EXERCISE PROMPT: Word for word, set down the entries that follow.

[INFORMATION — start]

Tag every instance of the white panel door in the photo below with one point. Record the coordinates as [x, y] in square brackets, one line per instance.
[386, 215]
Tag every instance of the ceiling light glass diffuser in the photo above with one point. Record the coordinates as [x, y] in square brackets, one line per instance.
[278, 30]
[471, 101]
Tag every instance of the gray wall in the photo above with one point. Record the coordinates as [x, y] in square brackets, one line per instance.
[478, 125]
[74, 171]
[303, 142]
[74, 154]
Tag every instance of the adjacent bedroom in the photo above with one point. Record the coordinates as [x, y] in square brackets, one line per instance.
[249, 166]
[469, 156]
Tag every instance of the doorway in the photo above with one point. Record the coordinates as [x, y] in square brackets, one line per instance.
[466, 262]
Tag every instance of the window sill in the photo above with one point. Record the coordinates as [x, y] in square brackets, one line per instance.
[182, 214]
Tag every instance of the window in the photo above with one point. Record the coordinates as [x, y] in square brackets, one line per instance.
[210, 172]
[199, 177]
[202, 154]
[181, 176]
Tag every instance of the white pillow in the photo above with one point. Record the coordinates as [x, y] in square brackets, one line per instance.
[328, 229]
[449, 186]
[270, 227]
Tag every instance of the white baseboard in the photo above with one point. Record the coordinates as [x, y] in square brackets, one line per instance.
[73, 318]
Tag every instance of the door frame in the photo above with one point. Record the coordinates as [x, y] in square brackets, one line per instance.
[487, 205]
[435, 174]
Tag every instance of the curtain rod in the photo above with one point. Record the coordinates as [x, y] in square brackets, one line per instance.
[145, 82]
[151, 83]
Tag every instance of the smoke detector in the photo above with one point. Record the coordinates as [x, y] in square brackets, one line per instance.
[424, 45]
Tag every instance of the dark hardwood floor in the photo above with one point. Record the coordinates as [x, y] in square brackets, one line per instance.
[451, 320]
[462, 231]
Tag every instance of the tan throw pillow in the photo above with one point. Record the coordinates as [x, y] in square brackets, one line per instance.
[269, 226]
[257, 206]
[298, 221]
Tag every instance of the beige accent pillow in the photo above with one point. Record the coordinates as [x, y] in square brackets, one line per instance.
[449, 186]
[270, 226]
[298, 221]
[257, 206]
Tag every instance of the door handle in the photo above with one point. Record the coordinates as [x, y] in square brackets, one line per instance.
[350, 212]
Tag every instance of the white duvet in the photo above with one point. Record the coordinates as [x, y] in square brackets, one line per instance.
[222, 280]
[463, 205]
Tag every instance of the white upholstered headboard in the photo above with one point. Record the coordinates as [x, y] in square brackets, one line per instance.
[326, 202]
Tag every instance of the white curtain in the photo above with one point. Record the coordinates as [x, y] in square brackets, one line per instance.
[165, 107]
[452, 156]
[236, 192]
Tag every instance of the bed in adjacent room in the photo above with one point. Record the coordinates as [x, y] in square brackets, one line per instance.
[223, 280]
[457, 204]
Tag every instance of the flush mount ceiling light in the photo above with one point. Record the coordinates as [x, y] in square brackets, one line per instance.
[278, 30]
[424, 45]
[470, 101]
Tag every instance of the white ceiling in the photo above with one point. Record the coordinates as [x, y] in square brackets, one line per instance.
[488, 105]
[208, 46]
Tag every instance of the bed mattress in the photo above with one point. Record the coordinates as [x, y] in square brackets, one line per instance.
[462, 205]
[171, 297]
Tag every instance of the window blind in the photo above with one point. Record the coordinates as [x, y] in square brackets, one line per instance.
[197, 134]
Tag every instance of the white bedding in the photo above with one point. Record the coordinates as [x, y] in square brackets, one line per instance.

[INFORMATION — finish]

SOLUTION:
Tag every instance of the white panel door in the photo below with one point. Record the coordinates as [x, y] in square brackets, one line per instance.
[386, 215]
Tag every instance of the ceiling light glass diffuser in the photo above with one point. Record the coordinates as [x, y] in square brackets, one line per instance.
[278, 30]
[471, 101]
Tag every instance of the gray wall in the photo above with one point. Record the coordinates as [x, y] in square brackets, one line per instance.
[478, 125]
[74, 171]
[303, 142]
[74, 154]
Tag every instance of the adjacent bedroom in the photo above with one point. Record the coordinates as [x, y] in square brackets, one line per instance.
[249, 166]
[469, 156]
Tag every instance of the doorway in the photo above with one point. Record the coordinates as [x, y] in square brackets, one line per instance.
[466, 262]
Tag every instance of the window sill in the photo above with one point. Record the coordinates as [x, y] in square brackets, one line per instance.
[182, 214]
Tag every instance of the window in the photo above with one point. Record the coordinates as [x, y] in square brackets, one line per instance.
[210, 172]
[199, 177]
[202, 154]
[181, 176]
Tag every instance of the white pillow in the photo above with one point. Record the coordinates as [x, y] in square brackets, one line per instance.
[328, 229]
[449, 186]
[270, 227]
Tag every instance of the white baseboard in the photo above with one point. Record the coordinates as [x, y] in square brackets, one line per instance.
[73, 318]
Tag every instance of the door frame in the photo above with one point. Record the coordinates as [x, y] in square brackets, one line per instance.
[487, 205]
[435, 174]
Tag every instance of the curtain rod in the photo above with one point. Record the coordinates as [x, y] in square brackets, one line per instance.
[145, 82]
[151, 83]
Tag every instance of the smoke detector in the photo above with one point. Record the coordinates as [x, y] in square brackets, one line per instance.
[424, 45]
Tag every instance of the dark hardwood floor in the photo above with one point. Record the coordinates as [x, y] in square brackets, one line per instance.
[451, 320]
[462, 231]
Tag every instance of the tan throw pillow in the photo above with one point. Record the coordinates as [x, y] in square brackets, one line per instance.
[269, 226]
[257, 206]
[298, 221]
Tag every instance of the beige accent pillow in the photo above with one point. Record the coordinates as [x, y] in square brackets, one line per instance.
[449, 186]
[270, 226]
[298, 221]
[257, 206]
Tag every instance of the door handle in the photo above with one point. Record the coordinates as [x, y] in square brackets, one line per instance.
[350, 212]
Tag every instance of the white duvet in the photo above with one point. Record the coordinates as [x, y] in square brackets, one line per instance.
[222, 280]
[463, 205]
Tag every instance of the white upholstered headboard in the photo above with one point. Record the coordinates as [x, y] in square brackets, one line per instance.
[326, 202]
Tag every instance of the white curtain in the photo above with one point. Record the coordinates as [x, y] in square brackets, one line per instance.
[165, 107]
[452, 156]
[236, 192]
Tag every instance of the bed in adjacent room in the photo above with one point. Record the coordinates as [x, y] in square brackets, one line per instance.
[223, 280]
[457, 204]
Tag every instance of the flush mount ceiling light in the photo above with one point. Record the coordinates as [x, y] in square brackets, one line per instance.
[278, 30]
[424, 45]
[470, 101]
Tag every instance of the white ceiling in the photo above with one point. Record the coordinates as [x, y] in square brackets, one line per instance.
[488, 105]
[208, 46]
Tag every instance of the bed mattress in the photo above with one point. Record the coordinates as [x, y] in square brackets, one line per instance.
[462, 205]
[171, 297]
Tag every instance of the window blind in the photo above with one point. Record the coordinates as [x, y] in square brackets, one line per instance.
[197, 134]
Tag every instance of the white bedding in the photo above with one point. Record the coordinates as [x, y] in square brackets, one line per instance.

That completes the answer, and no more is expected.